* **EXERCISE DETAILS**: Reproduce exactly the stretch of lines running from the line with "Where can you see the green leaf" to the end of the entries below.

Saved entries
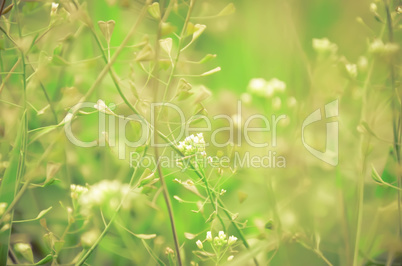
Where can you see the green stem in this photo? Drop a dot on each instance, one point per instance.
(104, 232)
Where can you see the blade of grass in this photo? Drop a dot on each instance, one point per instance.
(9, 186)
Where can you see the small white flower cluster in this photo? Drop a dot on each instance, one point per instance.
(77, 190)
(193, 145)
(53, 11)
(352, 70)
(218, 241)
(263, 88)
(324, 46)
(106, 194)
(378, 47)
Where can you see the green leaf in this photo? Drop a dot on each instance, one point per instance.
(227, 10)
(45, 260)
(39, 216)
(144, 236)
(107, 29)
(195, 30)
(154, 10)
(207, 58)
(166, 45)
(59, 61)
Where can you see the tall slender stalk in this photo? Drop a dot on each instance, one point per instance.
(165, 190)
(396, 125)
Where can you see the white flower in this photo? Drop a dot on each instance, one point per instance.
(3, 207)
(102, 107)
(277, 84)
(209, 236)
(257, 85)
(276, 103)
(77, 191)
(292, 101)
(106, 194)
(232, 240)
(373, 7)
(54, 9)
(193, 145)
(199, 244)
(352, 70)
(246, 98)
(324, 46)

* **ANSWER TO THIS PROBLEM**:
Where can you see the green leaf in this photo? Drop a dot on each instance, one point per instance.
(227, 10)
(45, 260)
(39, 216)
(144, 236)
(107, 29)
(195, 30)
(154, 10)
(207, 58)
(166, 45)
(59, 61)
Where can you see the tall slender stalk in this photo? Drop a dot on each instance, one point per instance.
(165, 190)
(396, 125)
Where can you see the white flower in this photo? Drop a dot on each instance, one point per instance.
(3, 207)
(102, 107)
(277, 84)
(209, 236)
(257, 85)
(276, 103)
(77, 191)
(292, 101)
(106, 194)
(232, 240)
(373, 7)
(54, 9)
(193, 145)
(199, 244)
(352, 70)
(246, 98)
(324, 46)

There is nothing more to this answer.